Please repeat all of the lines that follow, exactly as written.

**DATA ENTRIES:**
↓↓↓

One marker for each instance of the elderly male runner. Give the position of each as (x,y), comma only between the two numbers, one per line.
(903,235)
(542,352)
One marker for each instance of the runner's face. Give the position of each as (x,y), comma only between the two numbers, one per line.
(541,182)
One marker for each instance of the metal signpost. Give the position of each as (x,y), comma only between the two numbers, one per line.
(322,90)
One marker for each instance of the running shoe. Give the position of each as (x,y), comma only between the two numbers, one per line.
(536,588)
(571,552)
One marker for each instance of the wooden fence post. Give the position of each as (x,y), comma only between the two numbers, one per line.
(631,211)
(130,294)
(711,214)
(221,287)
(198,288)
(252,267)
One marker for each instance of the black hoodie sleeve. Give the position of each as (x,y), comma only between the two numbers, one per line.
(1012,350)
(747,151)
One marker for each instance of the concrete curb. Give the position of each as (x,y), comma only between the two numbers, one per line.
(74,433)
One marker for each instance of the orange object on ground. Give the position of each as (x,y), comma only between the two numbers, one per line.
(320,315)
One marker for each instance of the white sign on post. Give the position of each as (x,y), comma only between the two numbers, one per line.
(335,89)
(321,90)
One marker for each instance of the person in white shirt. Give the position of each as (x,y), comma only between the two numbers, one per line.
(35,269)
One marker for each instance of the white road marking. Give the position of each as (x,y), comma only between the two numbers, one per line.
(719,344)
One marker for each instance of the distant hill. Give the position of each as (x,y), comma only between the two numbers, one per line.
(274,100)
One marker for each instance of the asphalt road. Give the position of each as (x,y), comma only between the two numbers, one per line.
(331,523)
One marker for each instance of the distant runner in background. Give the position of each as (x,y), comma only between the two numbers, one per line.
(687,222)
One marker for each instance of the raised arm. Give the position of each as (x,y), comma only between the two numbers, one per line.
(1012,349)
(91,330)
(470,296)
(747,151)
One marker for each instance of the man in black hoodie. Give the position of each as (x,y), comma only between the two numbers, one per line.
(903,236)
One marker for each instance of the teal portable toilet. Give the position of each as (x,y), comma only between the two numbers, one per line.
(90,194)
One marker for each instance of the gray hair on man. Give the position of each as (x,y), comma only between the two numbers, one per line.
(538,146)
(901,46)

↑↑↑

**RESPONSE TO THIS TASK:**
One marker for each instance of the elderly male runner. Give the position of each as (x,y), comma only between the two numbers, one per line.
(903,235)
(542,352)
One marker for each instance of the runner's face. Give the position of each as (x,y), comma only between the two numbers, one per line.
(541,182)
One marker for each instance of the metal signpost. Give the position of each as (x,y), comma only between the two numbers, one per line.
(322,90)
One marker for each instance of the running shoe. Give the position of each as (x,y), comma only between the two numbers, one per line.
(536,588)
(571,552)
One marker for each instance of the wooden fence post. Give the position of each as (x,y), comma only between the two numbers, one per line.
(631,211)
(130,294)
(711,214)
(221,287)
(198,288)
(252,267)
One marker for each instance of the black hoodie sleeve. Give the position of each as (x,y), comma only between the two numbers, one per line.
(1012,350)
(747,151)
One marker for each instance of the concrete curb. Give the position of each as (x,y), comma only between the two numbers, one per line.
(74,433)
One marker for each instance of the orange object on ground. Give the position of each as (x,y), comma only between the two numbers, one per line.
(320,315)
One marker for each instance of the white sign on post. Give the position of each as (x,y), comma only between the two numbers, one per line.
(335,89)
(321,90)
One marker for each instance of the person in white shirt. Give the position of each as (x,y), comma only between the two numbers, one per line.
(35,269)
One marker for each instance of the white road marking. Give the position of each as (x,y), comma only between the two numbers, one per line.
(719,344)
One marker for each instance of the distant hill. Give the position of each as (x,y), comma only between the two numbers, one per line.
(274,100)
One marker for each instance of the asphalt road. Give the position of each as (x,y), comma only between the two numbers, one per line.
(331,523)
One marker for each instance of the distant runner in background. Give the position of each as (x,y), comma only between the two numbers, one per line.
(687,222)
One marker for each instance of the raised arm. Give the position of each as (x,y), comma only between the two numbers, one per line.
(1012,349)
(91,330)
(470,296)
(747,151)
One marker for each instance of the man in black hoodie. Give the position of each as (x,y), comma only between the two numbers, one per line.
(903,236)
One marker for each instance of the teal portable toilet. Give the position of each as (x,y), comma only between the two numbers, one per line.
(90,194)
One marker for each instance of the gray hair on man. Give the position of each as (x,y), comma only between the two numbers, one per line.
(538,146)
(901,46)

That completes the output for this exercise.